## [DOCUMENT EXTRACT]
# Change HD format for SD viewing



## dallastx (Sep 27, 2007)

I have a Series 3 HD.

Currently, HD programs viewed via the S-Video connection are compressed which I find hard to view. I would much rather have the HD picture letterboxed instead of compressed.


----------



## GBL (Apr 20, 2000)

Try the "Aspect" button on the remote.


----------



## dallastx (Sep 27, 2007)

The aspect key only has an affect on SD channels.

It doesn't alter the way HD channels are displayed via the S-Video connection.


----------



## GBL (Apr 20, 2000)

That's interesting, on my S3 it works well for HD channels, displayed via S-video, options are "Full", "Panel", "Zoom". "Full" compresses the 16:9 format (which is what I believe your are seeing), "Panel" adds black bars top and bottom, "Zoom" cuts off left/right.


----------



## wmcbrine (Aug 2, 2003)

You have to tell the TiVo your set is 4:3 to get the results GBL is talking about. (Messages & Settings, Settings, Video, TV Aspect Ratio.)

I suspect dallastx is wanting to have a main 16:9 TV hooked up via HDMI or component, and a second 4:3 set hooked up via s-video at the same time, and have them both look right. Yes? Can't be done, sorry.

## [DESCRIPTION OF THE TASK]
Please revise the part of the HD format thread that begins at "I have a Series" and ends after "instead of compressed.", substituting "squeezed" for every "compressed".

## [GIVEN MATERIAL]
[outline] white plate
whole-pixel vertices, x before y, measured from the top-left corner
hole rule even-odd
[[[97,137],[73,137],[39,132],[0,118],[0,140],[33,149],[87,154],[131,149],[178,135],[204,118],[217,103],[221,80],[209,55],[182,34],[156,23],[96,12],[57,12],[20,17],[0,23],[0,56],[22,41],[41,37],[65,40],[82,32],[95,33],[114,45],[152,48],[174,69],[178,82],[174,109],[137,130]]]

## [TASK ANSWER]
I have a Series 3 HD.

Currently, HD programs viewed via the S-Video connection are squeezed which I find hard to view. I would much rather have the HD picture letterboxed instead of squeezed.